(Records excerpted from a collection)
···

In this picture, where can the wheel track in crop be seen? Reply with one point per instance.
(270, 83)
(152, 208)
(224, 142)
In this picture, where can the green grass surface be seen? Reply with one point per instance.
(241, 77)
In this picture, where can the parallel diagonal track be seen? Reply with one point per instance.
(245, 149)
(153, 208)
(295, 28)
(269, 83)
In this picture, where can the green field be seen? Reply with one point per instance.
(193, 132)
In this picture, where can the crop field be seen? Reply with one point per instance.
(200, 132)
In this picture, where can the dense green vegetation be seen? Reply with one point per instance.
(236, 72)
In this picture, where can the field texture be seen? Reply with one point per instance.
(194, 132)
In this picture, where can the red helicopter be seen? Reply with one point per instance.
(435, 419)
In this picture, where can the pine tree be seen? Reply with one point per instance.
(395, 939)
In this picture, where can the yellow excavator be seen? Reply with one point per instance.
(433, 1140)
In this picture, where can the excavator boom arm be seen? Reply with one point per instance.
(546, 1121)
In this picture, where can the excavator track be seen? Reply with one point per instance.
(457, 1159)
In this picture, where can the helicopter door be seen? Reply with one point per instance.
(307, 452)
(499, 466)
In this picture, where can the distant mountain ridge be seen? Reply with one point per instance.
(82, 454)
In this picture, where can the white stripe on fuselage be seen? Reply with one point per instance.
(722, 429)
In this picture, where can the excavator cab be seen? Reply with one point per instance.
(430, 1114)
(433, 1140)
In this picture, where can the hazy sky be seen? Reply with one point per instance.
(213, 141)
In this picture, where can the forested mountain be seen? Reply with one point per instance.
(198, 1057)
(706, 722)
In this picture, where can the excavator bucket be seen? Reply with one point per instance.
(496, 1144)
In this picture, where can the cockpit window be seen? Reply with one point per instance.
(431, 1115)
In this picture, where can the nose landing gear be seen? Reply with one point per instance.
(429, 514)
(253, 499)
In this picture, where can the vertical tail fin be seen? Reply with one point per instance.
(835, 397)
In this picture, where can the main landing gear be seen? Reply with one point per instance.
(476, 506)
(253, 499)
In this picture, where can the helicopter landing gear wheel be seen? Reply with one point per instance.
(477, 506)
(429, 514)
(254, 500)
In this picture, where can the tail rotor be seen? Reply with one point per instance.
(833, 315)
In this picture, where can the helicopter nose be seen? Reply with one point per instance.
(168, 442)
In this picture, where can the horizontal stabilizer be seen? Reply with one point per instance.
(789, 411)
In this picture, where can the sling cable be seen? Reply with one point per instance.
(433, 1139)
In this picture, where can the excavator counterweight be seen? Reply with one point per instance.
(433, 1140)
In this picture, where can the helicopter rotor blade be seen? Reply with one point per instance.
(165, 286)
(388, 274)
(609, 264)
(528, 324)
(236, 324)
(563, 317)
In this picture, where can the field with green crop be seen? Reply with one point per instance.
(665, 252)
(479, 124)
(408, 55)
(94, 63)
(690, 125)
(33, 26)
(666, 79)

···

→ **Problem details**: Print the records above exactly. Omit nothing.

→ **Result below**:
In this picture, where can the wheel track in crop be seen? Reply with one point per instance.
(270, 83)
(152, 208)
(224, 142)
In this picture, where can the green grass surface be seen? Reply with one point per instance.
(241, 77)
In this picture, where can the parallel diagonal track be seen? Reply with one point per instance.
(245, 149)
(153, 208)
(295, 28)
(269, 83)
In this picture, where can the green field be seen? Reply with one point per instance.
(193, 132)
In this picture, where can the crop field be seen? Reply with one point per instance.
(200, 132)
In this picture, where can the dense green vegetation be seen? Reply with one point per instance.
(236, 72)
In this picture, where can the field texture be seen? Reply with one point per instance.
(194, 132)
In this picture, where can the red helicopter be seen? Reply with one point per instance.
(435, 419)
In this picture, where can the pine tree be seen? Reply with one point per instance.
(395, 939)
In this picture, where can the yellow excavator be seen? Reply with one point per instance.
(433, 1140)
In this picture, where can the excavator boom arm be seen? Reply with one point per instance.
(546, 1121)
In this picture, where can the excavator track be seen? Reply with one point per instance.
(457, 1159)
In this picture, where can the helicopter door be seen? Reply with one point per instance.
(307, 452)
(499, 466)
In this picture, where can the distant mountain ridge be seen? Reply with one point per instance.
(82, 454)
In this picture, where can the white stripe on fuselage be seen? Reply with one point per instance.
(722, 429)
In this picture, where can the excavator cab be seen? Reply with one point per instance.
(430, 1114)
(433, 1140)
In this picture, where can the hazy sky be seen? Reply with one point per instance.
(213, 141)
In this picture, where can the forested mountain be seen? Reply with one point per instance.
(198, 1057)
(706, 722)
In this picture, where can the excavator bucket be seen? Reply with one point per instance.
(496, 1144)
In this picture, where can the cockpit window be seen? Reply with one point per instance.
(431, 1115)
In this picture, where can the nose landing gear be seen? Reply with one point per instance.
(429, 514)
(253, 499)
In this picture, where can the vertical tail fin be seen? Reply with one point per instance.
(835, 397)
In this picture, where can the main landing gear be seen? Reply with one point per instance.
(476, 506)
(253, 499)
In this picture, where can the helicopter landing gear wheel be seen? Reply with one point per instance.
(477, 506)
(429, 514)
(254, 500)
In this picture, where can the tail rotor be seen? Reply with one point per instance.
(833, 315)
In this picture, where can the helicopter nose be seen? Reply with one point per instance.
(168, 442)
In this picture, where can the horizontal stabilizer be seen? Reply with one point per instance.
(789, 411)
In this picture, where can the sling cable be seen? Reply with one point per instance.
(433, 1139)
In this picture, where can the excavator counterweight be seen? Reply with one point per instance.
(433, 1140)
In this picture, where can the helicopter rotor blade be seen? Reply with one point per instance.
(165, 286)
(388, 274)
(609, 264)
(528, 324)
(236, 324)
(563, 317)
In this picture, where can the field with green crop be seen? Reply with one point per instance.
(665, 252)
(479, 124)
(408, 55)
(94, 63)
(690, 125)
(33, 26)
(666, 79)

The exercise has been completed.